Raw data.
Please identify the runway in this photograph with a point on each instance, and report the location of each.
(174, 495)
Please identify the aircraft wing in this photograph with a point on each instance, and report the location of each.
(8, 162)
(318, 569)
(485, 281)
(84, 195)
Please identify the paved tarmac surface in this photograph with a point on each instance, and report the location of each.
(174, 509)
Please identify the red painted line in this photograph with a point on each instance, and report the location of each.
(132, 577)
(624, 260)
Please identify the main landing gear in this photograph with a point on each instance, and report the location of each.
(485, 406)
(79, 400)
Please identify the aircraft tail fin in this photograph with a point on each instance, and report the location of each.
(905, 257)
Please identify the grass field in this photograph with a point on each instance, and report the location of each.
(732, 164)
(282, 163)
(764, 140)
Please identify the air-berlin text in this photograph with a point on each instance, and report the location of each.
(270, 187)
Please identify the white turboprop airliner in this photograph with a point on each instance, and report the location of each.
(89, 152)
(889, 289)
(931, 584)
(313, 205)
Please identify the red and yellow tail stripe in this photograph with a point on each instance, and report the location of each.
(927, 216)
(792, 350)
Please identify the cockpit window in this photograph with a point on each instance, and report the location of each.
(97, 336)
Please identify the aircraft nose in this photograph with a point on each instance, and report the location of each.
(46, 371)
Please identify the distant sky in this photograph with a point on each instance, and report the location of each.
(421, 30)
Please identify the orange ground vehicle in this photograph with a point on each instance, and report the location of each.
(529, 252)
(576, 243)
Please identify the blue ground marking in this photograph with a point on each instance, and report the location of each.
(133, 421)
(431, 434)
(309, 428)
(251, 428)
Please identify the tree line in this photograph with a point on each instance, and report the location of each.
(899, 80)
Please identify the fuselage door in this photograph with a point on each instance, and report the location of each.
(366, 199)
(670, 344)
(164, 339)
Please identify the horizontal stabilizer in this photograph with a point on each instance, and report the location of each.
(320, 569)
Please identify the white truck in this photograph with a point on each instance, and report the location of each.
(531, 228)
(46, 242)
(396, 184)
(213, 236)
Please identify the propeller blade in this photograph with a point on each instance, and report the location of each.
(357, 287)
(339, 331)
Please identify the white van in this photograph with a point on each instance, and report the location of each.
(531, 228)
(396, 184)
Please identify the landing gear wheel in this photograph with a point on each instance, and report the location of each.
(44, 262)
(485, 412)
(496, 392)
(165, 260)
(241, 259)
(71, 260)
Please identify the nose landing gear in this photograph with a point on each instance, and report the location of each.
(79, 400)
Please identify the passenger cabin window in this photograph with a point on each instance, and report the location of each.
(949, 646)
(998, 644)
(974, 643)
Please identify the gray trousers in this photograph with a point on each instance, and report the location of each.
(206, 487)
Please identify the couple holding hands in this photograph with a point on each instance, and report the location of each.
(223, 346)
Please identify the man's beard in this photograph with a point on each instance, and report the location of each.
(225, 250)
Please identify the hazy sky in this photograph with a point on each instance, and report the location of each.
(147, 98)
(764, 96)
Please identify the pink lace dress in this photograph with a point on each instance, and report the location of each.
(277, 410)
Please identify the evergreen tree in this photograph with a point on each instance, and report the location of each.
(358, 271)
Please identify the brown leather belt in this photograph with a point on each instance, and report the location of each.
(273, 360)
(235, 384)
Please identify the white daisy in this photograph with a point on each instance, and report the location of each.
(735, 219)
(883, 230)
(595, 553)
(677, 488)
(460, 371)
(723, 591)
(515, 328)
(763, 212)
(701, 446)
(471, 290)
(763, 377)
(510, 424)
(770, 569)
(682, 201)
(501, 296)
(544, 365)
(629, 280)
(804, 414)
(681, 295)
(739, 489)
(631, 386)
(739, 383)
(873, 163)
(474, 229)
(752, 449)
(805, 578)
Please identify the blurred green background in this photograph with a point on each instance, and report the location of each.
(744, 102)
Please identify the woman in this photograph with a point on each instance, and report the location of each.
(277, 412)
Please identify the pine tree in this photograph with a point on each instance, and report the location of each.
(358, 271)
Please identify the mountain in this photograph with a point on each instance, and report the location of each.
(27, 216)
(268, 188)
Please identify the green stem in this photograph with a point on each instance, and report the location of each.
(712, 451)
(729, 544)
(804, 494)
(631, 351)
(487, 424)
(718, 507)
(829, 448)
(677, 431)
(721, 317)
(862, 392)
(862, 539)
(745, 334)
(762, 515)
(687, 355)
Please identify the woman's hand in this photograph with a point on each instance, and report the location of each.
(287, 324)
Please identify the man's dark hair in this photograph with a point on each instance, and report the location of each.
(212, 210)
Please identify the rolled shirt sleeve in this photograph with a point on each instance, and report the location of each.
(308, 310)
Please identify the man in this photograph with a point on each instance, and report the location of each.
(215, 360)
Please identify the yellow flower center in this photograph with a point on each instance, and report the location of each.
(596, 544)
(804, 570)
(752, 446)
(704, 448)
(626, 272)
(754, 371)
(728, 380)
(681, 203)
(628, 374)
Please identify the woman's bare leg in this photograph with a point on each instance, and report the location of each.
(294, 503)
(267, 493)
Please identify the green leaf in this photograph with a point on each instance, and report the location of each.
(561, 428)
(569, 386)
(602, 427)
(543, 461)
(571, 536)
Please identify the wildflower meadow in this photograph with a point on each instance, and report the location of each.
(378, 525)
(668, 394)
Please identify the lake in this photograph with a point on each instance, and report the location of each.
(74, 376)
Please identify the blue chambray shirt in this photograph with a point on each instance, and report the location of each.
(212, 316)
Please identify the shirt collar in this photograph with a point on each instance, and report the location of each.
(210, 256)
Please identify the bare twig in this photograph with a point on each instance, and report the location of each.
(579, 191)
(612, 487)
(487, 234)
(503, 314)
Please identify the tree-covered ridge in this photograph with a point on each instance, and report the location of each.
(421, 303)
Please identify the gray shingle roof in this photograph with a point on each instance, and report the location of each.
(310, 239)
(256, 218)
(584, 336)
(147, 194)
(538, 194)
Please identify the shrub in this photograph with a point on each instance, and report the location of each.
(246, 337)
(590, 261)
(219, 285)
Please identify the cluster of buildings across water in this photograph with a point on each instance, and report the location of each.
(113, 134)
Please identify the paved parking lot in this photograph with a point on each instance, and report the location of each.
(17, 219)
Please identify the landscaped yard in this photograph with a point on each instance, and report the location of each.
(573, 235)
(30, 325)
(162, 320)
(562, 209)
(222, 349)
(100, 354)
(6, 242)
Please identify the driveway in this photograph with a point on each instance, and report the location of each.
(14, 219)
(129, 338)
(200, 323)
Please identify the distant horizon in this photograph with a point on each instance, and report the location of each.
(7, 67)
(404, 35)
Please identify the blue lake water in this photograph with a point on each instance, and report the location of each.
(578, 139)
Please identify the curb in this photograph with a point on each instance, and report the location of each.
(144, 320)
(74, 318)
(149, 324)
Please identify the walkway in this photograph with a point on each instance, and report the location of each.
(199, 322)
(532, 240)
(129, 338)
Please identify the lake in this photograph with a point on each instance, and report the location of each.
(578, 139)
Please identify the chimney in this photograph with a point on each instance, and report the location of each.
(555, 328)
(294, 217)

Exercise goal.
The full listing above needs to be given again exactly.

Answer box.
Please identify the runway in this photograph with a point on each instance, and report the location of each.
(174, 495)
Please identify the aircraft wing in this photograph with a point on each instance, and report the location of each.
(8, 162)
(318, 569)
(485, 281)
(84, 195)
Please identify the paved tarmac surface in this photograph with a point on each instance, and report the location of each.
(174, 509)
Please identify the red painted line in this photograph with a point on each instance, and report the location of each.
(132, 577)
(624, 260)
Please identify the main landing gear in this photograph with a point on each instance, and report the location of each.
(485, 406)
(79, 400)
Please identify the aircraft tail fin in this photograph with a point on each instance, and report the location of each.
(905, 257)
Please identify the grass field in this photograph with a point on each instance, and report the location of each.
(732, 164)
(282, 163)
(764, 140)
Please identify the air-berlin text in this photograph with a point on each instance, and report the location of each.
(270, 187)
Please identify the white turboprop airliner in this photograph with a point on each instance, and report the location of each.
(89, 152)
(889, 289)
(931, 584)
(313, 205)
Please identify the red and yellow tail stripe in this photograph with a point on each instance, and report the location of each.
(927, 216)
(792, 350)
Please identify the cockpit window in this photograph with a point on each instance, and report the location of each.
(97, 336)
Please identify the aircraft nose in this photograph with a point on each instance, and report the location of each.
(46, 371)
Please identify the distant sky in this photograph with a point on each instance, and report the location of each.
(421, 30)
Please identify the orange ground vehicle in this photograph with a point on each instance, and report the location of each.
(529, 252)
(576, 243)
Please identify the blue ground marking in this photograph with a point on each instance, and report the location of each.
(133, 421)
(431, 434)
(309, 428)
(251, 428)
Please identify the tree line in this photograph with a point on each instance, and report the location of each.
(899, 80)
Please identify the fuselage door in this photograph with a point on each instance, and report the location of each.
(366, 199)
(670, 344)
(164, 339)
Please identify the horizontal stabilizer in this photograph with a point on each instance, and report the location of each.
(320, 569)
Please identify the white truck in this photograph with a point on each instance, and report the location of each.
(531, 228)
(46, 242)
(396, 184)
(213, 236)
Please identify the propeller blade in this photograph with a point on each instance, and report the location of each.
(357, 287)
(339, 331)
Please identify the white van in this photograph with a point on each instance, and report the location of each.
(531, 228)
(396, 184)
Please identify the landing gear wheel in this photograph with a point on each instance, and report the location of each.
(44, 262)
(485, 412)
(496, 392)
(165, 260)
(241, 259)
(71, 260)
Please identify the nose landing gear in this photograph with a point on each instance, and report the location of each.
(79, 400)
Please identify the passenger cabin window in this photograph with a point on each instance, and report the location of each.
(949, 646)
(998, 644)
(974, 643)
Please identify the gray trousers in this photograph with a point on each instance, and report the location of each.
(206, 487)
Please identify the couple holding hands in this photograph with a point on each instance, and report the location of each.
(223, 346)
Please identify the man's beard in this photograph with a point on each instance, and report the location of each.
(225, 250)
Please identify the hazy sky in this photograph with a point on each instance, and report the location of each.
(147, 98)
(764, 96)
Please identify the pink lace dress in this photograph with a point on each instance, and report the location of each.
(277, 410)
Please identify the evergreen tree in this photograph with a point on each instance, and report the location of each.
(358, 271)
Please identify the brown leather belt in this photograph with a point on each instance, and report the location of each.
(273, 360)
(235, 384)
Please identify the white daisy in this photograph with a point on each instance, and report the location of each.
(735, 219)
(883, 230)
(595, 553)
(677, 488)
(460, 371)
(723, 591)
(515, 328)
(763, 212)
(701, 446)
(471, 290)
(763, 377)
(510, 424)
(770, 569)
(682, 201)
(501, 296)
(544, 365)
(629, 280)
(804, 414)
(681, 295)
(739, 489)
(631, 386)
(739, 383)
(873, 163)
(474, 229)
(752, 449)
(805, 578)
Please identify the blurred green background in this photograph with a point on each instance, and report the location of each.
(744, 102)
Please identify the woman in this photograph with a point on each instance, and report the location of each.
(277, 412)
Please identify the pine tree in this photograph with a point on each instance, and report the location of each.
(358, 271)
Please identify the mountain in this photograph with a point on each instance, and report the location of each.
(27, 216)
(268, 188)
Please identify the green stem in this photograph with a point on each instance, and report the location of each.
(712, 451)
(729, 544)
(804, 494)
(631, 351)
(487, 424)
(718, 507)
(829, 448)
(677, 431)
(721, 317)
(862, 392)
(862, 539)
(745, 334)
(762, 515)
(687, 355)
Please identify the woman's hand in this photograph with a point on each instance, and report the location of each.
(287, 324)
Please identify the man's dark hair in this photograph with a point on each instance, and report the location of each.
(212, 210)
Please identify the rolled shirt sleeve in this photograph with a point on each instance, and report the location of each.
(308, 310)
Please identify the man in this photograph with a point on each instance, and report the location of each.
(215, 360)
Please identify the yellow flower center in this photograph with a point on each instance, and report the location of each.
(596, 544)
(804, 570)
(752, 446)
(704, 448)
(626, 272)
(754, 371)
(728, 380)
(681, 203)
(628, 374)
Please identify the woman's bare leg in this photograph with a point on each instance, and report the location of each.
(294, 503)
(267, 493)
Please identify the green leaf in this photograph with a point on each instance, and report the location of each.
(561, 428)
(569, 386)
(602, 427)
(543, 461)
(571, 536)
Please identify the wildflower meadow in this photograph with a point on each instance, and report the location of each.
(378, 525)
(668, 394)
Please identify the lake in this photograph with a point on each instance, and report the location of each.
(74, 376)
Please identify the blue chambray shirt in this photograph with a point on each instance, and report the location of each.
(212, 316)
Please identify the shirt collar in this photograph with a point on each instance, and report the location of each.
(210, 256)
Please identify the bare twig in this photograph with a point on each instance, and report the location of each.
(579, 191)
(612, 487)
(487, 234)
(503, 314)
Please identify the tree-covered ridge in this photograph with a point on each instance, and report the location of each.
(421, 303)
Please identify the gray shingle roof in this photograph with a point on each instance, and report the location of each.
(310, 239)
(256, 218)
(584, 336)
(147, 194)
(538, 194)
Please identify the shrub in this photograph with a point on each instance, and report the location of each.
(246, 337)
(590, 261)
(219, 285)
Please identify the cluster of buildings across water in this photograph with a point on each instance, and report the location of each.
(113, 134)
Please identify the paved parking lot in this photograph with a point on each instance, and report the location of each.
(17, 219)
Please identify the landscaped yard in this photograph with a point on each instance, and report the location of each.
(573, 235)
(30, 325)
(162, 320)
(562, 209)
(222, 349)
(100, 354)
(6, 242)
Please identify the driveway in this photograph with a point on each instance, and report the location of each.
(14, 219)
(129, 338)
(200, 323)
Please identify the distant horizon in this photograph with a point on each instance, and report the location of each.
(7, 67)
(404, 35)
Please identify the blue lake water in this photograph with a point on each instance, and report the location of each.
(578, 139)
Please identify the curb in this photograph with a point on each instance, and report the location of each.
(144, 320)
(74, 318)
(149, 324)
Please identify the walkway in this photograph with a point on each instance, and report the location of each.
(199, 322)
(532, 240)
(129, 338)
Please identify the lake in this photograph with a point on each instance, and report the location of each.
(578, 139)
Please identify the chimney in this photograph with a point on each instance, and report the location of each.
(555, 328)
(294, 217)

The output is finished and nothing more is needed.